(Referring expression pointing data)

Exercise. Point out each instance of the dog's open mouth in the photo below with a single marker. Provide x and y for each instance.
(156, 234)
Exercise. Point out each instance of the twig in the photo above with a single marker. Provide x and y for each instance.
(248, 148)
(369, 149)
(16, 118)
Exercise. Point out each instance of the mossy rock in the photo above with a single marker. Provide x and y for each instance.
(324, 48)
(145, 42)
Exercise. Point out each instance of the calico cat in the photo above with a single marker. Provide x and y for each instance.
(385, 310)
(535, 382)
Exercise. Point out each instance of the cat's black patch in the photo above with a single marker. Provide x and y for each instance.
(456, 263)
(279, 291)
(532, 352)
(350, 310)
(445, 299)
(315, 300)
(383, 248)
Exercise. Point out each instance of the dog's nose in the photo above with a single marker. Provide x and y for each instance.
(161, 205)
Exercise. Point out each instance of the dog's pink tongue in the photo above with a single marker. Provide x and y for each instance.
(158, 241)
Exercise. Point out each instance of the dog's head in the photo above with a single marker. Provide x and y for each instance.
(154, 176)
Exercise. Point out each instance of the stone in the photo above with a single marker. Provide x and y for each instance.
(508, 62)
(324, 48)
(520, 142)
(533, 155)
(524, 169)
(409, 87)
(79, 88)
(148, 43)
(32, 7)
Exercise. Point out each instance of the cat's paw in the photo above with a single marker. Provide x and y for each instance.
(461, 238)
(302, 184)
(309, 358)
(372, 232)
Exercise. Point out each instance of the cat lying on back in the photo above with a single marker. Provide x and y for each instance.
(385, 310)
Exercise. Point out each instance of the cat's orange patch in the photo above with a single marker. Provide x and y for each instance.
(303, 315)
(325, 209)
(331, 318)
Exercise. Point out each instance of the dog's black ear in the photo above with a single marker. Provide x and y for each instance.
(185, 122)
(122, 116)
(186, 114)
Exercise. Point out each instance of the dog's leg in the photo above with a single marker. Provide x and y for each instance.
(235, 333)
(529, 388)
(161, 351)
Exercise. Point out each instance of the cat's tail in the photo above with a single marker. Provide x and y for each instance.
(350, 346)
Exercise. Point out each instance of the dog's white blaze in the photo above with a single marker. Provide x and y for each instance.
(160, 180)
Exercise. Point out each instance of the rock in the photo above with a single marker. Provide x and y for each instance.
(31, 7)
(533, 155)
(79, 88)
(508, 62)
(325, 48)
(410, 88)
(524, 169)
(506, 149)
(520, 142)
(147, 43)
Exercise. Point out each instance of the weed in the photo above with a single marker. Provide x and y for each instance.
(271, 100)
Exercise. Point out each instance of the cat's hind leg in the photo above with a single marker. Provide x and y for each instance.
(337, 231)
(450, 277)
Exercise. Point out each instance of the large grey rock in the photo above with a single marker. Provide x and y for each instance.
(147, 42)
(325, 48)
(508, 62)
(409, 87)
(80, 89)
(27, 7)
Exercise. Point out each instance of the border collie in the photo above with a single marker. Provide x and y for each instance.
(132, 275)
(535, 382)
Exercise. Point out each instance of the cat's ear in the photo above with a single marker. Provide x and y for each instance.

Exercise details. Return exactly the run of lines that opens with the one containing "Exercise. Point out each instance of the large" and closes with the last line of the records above.

Answer space.
Exercise. Point out each instance of the large grey rock in the photo above with a single marker. Provide x and y for each instance.
(147, 42)
(325, 48)
(508, 62)
(409, 87)
(80, 89)
(27, 7)
Exercise. Point out each instance of the border collie in the photo above with a single marker. Provide x and y for each instance.
(132, 275)
(535, 382)
Exercise. Point out each instance of the cat's ear in the photo above with a single marker. Provide x and y for each instance.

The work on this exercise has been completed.